The functions of the jahābeḏa were concerned with the administration, remittance, and supply of funds. Prominent officials all had their own jahbadò, with whom they deposited funds for safe-keeping and administration. By the 4th/10th century it was customary to pay debts by letters of credit (softaja) as well as in cash. Their use in private commercial transactions and in the financial administration of the state—particularly with regard to the remission of taxes from the provinces—greatly facilitated the mercantile relations and governmental business of the ʿAbbasid empire (for two documents on the responsibility of a jahbadò for the payment to the government of ḵarāj on behalf of taxpayers, see Qomī, pp. 149-55; for tr. of these documents, see Lambton, Landlord and Peasant, 1991, pp. 42-45).

---*---

Work instructions:
Say whether each statement agrees with the passage on the jahābeḏa, answering yes or no and quoting the words from that passage that settle it. (a) By the 4th/10th century, debts could be paid by letters of credit as well as in cash. (b) Letters of credit were used only in the financial administration of the state, not in private trade. (c) Prominent officials deposited funds with their own jahbadò for safe-keeping.

Data records:
---*---

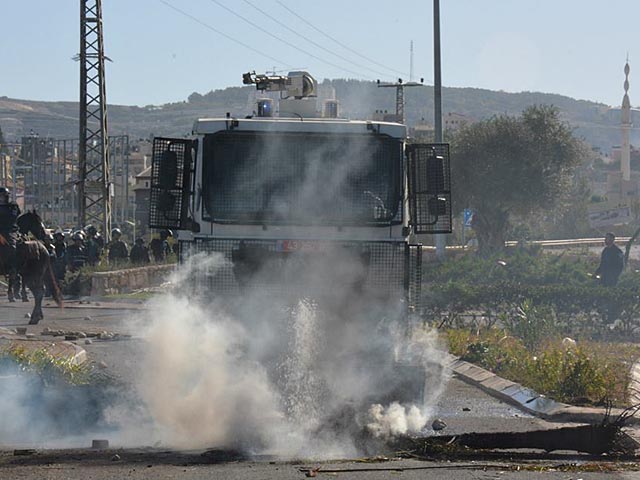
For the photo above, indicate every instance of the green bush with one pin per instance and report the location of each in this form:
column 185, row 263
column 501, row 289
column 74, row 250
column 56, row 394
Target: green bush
column 48, row 368
column 533, row 295
column 586, row 374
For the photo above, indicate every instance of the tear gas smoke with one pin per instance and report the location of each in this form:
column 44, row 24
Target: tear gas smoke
column 277, row 375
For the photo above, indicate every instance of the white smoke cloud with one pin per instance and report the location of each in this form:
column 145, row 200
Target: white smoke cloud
column 279, row 376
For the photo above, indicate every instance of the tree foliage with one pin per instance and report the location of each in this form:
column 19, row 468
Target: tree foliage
column 509, row 165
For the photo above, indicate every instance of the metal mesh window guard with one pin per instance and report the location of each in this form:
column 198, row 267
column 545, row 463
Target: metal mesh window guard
column 430, row 188
column 301, row 178
column 273, row 267
column 170, row 169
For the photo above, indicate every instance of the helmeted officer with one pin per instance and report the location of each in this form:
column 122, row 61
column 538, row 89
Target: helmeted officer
column 76, row 254
column 60, row 247
column 118, row 251
column 93, row 245
column 160, row 246
column 9, row 213
column 139, row 252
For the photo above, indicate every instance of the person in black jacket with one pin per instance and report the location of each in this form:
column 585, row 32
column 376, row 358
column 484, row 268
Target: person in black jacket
column 9, row 213
column 611, row 262
column 139, row 253
column 118, row 251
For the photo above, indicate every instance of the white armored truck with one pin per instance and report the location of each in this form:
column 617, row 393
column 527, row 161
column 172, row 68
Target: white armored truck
column 299, row 203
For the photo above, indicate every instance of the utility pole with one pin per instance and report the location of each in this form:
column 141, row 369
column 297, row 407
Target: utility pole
column 441, row 240
column 399, row 86
column 94, row 196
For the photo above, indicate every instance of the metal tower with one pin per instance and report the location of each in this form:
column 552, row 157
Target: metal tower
column 625, row 160
column 399, row 86
column 94, row 201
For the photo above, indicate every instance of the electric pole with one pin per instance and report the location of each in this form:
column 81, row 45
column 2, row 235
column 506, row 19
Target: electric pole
column 399, row 86
column 94, row 196
column 441, row 240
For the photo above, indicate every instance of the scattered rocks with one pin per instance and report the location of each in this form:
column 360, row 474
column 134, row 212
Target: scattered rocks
column 24, row 451
column 75, row 335
column 100, row 444
column 438, row 425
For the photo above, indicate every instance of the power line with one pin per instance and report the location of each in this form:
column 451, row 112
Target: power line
column 337, row 41
column 322, row 47
column 255, row 25
column 229, row 37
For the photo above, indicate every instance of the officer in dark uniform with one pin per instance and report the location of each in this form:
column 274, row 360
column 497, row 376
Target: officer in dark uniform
column 9, row 213
column 160, row 246
column 93, row 244
column 76, row 254
column 118, row 251
column 611, row 262
column 60, row 247
column 139, row 253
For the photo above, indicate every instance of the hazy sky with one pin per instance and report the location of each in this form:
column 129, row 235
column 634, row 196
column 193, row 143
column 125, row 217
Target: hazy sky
column 571, row 47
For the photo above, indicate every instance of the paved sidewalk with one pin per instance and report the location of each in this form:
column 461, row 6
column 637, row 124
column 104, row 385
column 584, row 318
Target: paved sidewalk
column 531, row 401
column 58, row 349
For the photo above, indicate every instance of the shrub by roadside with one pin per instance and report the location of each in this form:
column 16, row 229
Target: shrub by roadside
column 589, row 373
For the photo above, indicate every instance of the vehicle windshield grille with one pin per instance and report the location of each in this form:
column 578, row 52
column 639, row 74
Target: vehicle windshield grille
column 301, row 178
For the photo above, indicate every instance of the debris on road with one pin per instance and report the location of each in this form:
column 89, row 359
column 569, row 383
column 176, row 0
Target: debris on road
column 592, row 439
column 99, row 444
column 75, row 335
column 438, row 425
column 24, row 451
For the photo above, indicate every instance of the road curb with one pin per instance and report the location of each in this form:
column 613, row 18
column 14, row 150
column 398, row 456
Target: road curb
column 528, row 400
column 64, row 350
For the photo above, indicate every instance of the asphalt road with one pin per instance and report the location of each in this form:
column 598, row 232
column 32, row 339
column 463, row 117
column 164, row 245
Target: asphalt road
column 138, row 465
column 462, row 407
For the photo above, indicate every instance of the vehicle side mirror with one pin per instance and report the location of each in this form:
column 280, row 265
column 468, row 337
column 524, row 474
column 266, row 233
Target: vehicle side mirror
column 168, row 174
column 435, row 174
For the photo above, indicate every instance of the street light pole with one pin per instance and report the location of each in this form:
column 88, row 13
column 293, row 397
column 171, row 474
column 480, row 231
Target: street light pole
column 437, row 99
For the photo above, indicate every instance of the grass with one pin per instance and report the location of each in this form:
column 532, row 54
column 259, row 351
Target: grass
column 131, row 296
column 589, row 373
column 45, row 366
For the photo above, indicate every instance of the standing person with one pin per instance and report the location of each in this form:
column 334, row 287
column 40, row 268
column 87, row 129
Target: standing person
column 118, row 251
column 61, row 249
column 139, row 253
column 160, row 246
column 9, row 213
column 611, row 262
column 93, row 244
column 76, row 253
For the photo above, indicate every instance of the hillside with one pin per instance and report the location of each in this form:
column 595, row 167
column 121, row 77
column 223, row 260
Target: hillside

---*---

Exercise answer:
(a) Yes: "By the 4th/10th century it was customary to pay debts by letters of credit (softaja) as well as in cash."
(b) No: "Their use in private commercial transactions and in the financial administration of the state"
(c) Yes: "Prominent officials all had their own jahbadò, with whom they deposited funds for safe-keeping and administration."